───── Material

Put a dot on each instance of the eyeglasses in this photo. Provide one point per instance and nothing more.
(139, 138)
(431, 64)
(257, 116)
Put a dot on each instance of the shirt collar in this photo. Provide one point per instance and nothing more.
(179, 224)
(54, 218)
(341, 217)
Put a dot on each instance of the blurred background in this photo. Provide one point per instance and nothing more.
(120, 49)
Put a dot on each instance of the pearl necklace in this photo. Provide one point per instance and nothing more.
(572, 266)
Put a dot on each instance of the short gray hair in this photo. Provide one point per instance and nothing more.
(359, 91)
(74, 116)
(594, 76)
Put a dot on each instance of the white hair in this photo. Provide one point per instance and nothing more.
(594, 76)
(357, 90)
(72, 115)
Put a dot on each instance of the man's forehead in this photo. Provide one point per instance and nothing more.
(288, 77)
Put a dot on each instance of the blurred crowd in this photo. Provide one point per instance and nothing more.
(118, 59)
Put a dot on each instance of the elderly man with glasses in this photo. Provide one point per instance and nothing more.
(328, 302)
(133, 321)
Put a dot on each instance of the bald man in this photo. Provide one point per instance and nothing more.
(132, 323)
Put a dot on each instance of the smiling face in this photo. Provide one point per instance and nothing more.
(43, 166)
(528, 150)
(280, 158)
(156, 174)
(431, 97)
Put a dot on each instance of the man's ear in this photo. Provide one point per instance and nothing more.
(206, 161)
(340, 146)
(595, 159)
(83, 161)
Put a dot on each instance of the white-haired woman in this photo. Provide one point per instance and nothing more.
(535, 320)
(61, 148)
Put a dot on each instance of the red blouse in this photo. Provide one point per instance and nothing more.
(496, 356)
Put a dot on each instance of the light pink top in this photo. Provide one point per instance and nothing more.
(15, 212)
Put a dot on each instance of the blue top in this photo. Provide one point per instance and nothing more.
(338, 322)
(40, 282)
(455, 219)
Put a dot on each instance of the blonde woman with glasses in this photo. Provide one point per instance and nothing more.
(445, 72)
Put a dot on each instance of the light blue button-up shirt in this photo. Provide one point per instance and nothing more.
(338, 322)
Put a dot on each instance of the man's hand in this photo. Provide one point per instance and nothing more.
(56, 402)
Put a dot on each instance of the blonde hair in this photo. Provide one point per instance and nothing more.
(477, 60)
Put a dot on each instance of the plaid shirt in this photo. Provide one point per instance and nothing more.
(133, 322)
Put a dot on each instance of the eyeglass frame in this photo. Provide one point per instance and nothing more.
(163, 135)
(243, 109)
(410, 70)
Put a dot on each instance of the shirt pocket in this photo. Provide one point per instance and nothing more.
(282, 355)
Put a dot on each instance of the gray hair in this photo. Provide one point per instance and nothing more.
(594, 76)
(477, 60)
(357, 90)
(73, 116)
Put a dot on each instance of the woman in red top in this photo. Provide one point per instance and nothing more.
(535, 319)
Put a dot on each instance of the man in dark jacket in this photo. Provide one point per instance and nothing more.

──────────

Rewrite the entries starting with the line that contains "Put a dot on each instance of the eyeglass frame" and going on through the last entry, changing "shirt pocket" to "chest pocket" and leaving everything else as it is.

Put a dot on each instance of the eyeglass frame in this photo. Provide one point per instance and nothing more.
(163, 135)
(243, 109)
(410, 70)
Put a dot on each instance of the chest pocket in this photo. Provide one point per instance and nothing more.
(282, 355)
Put a dot on each instance of the gray hair in this photo. Provide one point per instance and nothing more.
(594, 76)
(477, 60)
(357, 90)
(73, 116)
Put a dot on each instance of the woman in red top in this photo. Provide one point per instance and nothing more.
(535, 319)
Put a dot on each instance of the man in dark jacket in this photo. Provide one point per instance and nothing more.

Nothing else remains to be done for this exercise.